** START DOCUMENT TEXT **

To make sense of this we’ll first have to be a bit more precise about what we mean by cardinality.

What do we mean by bigger and smaller?

Let A and B be two sets. We say that A and B have the same cardinality and write |A| = |B| if there exists a bijection function f:A \to B. We can think of the function f as a way of pairing each element of A with a unique element of B such that every element of B is paired with an element of A.

We next want to define |A|\le |B| which means A has cardinality at most the cardinality of B. There are two reasonable ways in which we could try to define this relationship

  1. We could say |A|\le |B| means that there exists an injective function f : A \to B.
  2. Alternatively, we could |A|\le |B| means that there exists a surjective function g:B \to A.

Definitions 1 and 2 say similar things and, in the presence of the axiom of choice, they are equivalent. Since we are going to be making every set measurable in this talk, we won’t be assuming the axiom of choice. Definitions 1 and 2 are thus no longer equivalent and we have a decision to make. We will use definition . in this talk. For justification, note that definition 1 implies that there exists a subset B' \subseteq B such that |A|=|B|. We simply take B' to be the range of f. This is a desirable property of the relation |A|\le |B| and it’s not clear how this could be done using definition 2.

Infinite binary sequences

It’s time to introduce the set \Omega and the equivalence relation we will be working with. The set \Omega is the set \{0,1\}^\mathbb{Z} the set of all function \omega : \mathbb{Z} \to \{0,1\}. We can think of each elements \omega \in \Omega as an infinite sequence of zeros and ones stretching off in both directions. For example

\omega = \ldots 1110110100111\ldots.

But this analogy hides something important. Each \omega \in \Omega has a “middle” which is the point \omega_0. For instance, the two sequences below look the same but when we make \omega_0 bold we see that they are different.

\omega = \ldots 111011\mathbf{0}100111\ldots,

\omega' = \ldots 1110110\mathbf{1}00111\ldots.

The equivalence relation \sim on \Omega can be thought of as forgetting the location \omega_0. More formally we have \omega \sim \omega' if and only if there exists n \in \mathbb{Z} such that \omega_{n+k} = \omega_{k}' for all k \in \mathbb{Z}. That is, if we shift the sequence \omega by n we get the sequence \omega'. We will use [\omega] to denote the equivalence class of \omega and \Omega/\sim for the set of all equivalences classes.

** END DOCUMENT TEXT **

*PROBLEM DESCRIPTION*
Please pick up the passage on cardinality and infinite binary sequences after its final sentence and carry it forward.

** START RECORDS **

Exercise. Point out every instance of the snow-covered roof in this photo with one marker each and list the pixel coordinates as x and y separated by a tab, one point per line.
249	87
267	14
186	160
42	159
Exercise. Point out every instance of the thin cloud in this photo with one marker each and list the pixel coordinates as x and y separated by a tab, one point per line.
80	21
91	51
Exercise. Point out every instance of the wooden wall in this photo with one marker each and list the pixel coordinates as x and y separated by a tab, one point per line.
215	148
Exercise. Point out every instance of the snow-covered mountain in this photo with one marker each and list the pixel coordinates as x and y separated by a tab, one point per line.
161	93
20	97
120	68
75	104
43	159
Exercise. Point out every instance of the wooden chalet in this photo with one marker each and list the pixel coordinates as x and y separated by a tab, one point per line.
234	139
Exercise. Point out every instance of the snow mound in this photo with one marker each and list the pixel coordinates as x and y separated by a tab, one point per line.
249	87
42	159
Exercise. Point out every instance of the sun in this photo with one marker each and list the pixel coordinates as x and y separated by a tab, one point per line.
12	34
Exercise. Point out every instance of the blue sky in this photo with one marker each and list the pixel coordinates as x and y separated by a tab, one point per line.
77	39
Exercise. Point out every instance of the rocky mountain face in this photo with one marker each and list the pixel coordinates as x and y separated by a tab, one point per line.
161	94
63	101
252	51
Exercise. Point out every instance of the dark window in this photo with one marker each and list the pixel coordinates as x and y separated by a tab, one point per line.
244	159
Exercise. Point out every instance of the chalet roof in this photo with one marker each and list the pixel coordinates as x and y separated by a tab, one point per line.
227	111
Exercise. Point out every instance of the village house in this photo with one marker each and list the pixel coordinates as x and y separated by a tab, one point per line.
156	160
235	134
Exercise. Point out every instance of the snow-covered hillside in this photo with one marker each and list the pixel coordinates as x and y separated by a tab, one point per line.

** END RECORDS **

*TASK ANSWER*
Some probability

Associated with the space \Omega are functions X_k : \Omega \to \{0,1\}, one for each integer k \in \mathbb{Z}. These functions simply evaluate \omega at k. That is X_k(\omega)=\omega_k. A probabilist or statistician would think of X_k as reporting the result of one of infinitely many independent coin tosses. Normally to make this formal we would have to first define a \sigma-algebra on \Omega and then define a probability on this \sigma-algebra. Today we’re working in a world where every set is measurable and so don’t have to worry about \sigma-algebras. Indeed we have the following result:

(Solovay, 1970)1 There exists a model of the Zermelo Fraenkel axioms of set theory such that there exists a probability \mathbb{P} defined on all subsets of \Omega such that X_k are i.i.d. \mathrm{Bernoulli}(0.5).

This result is saying that there is world in which, other than the axiom of choice, all the regular axioms of set theory holds. And in this world, we can assign a probability to every subset A \subseteq \Omega in a way so that the events \{X_k=1\} are all independent and have probability 0.5. It’s important to note that this is a true countably additive probability and we can apply all our familiar probability results to \mathbb{P}. We are now ready to state and prove the spooky result claimed at the start of this talk.

Proposition: Given the existence of such a probability \mathbb{P}, |\Omega | < |\Omega /\sim|.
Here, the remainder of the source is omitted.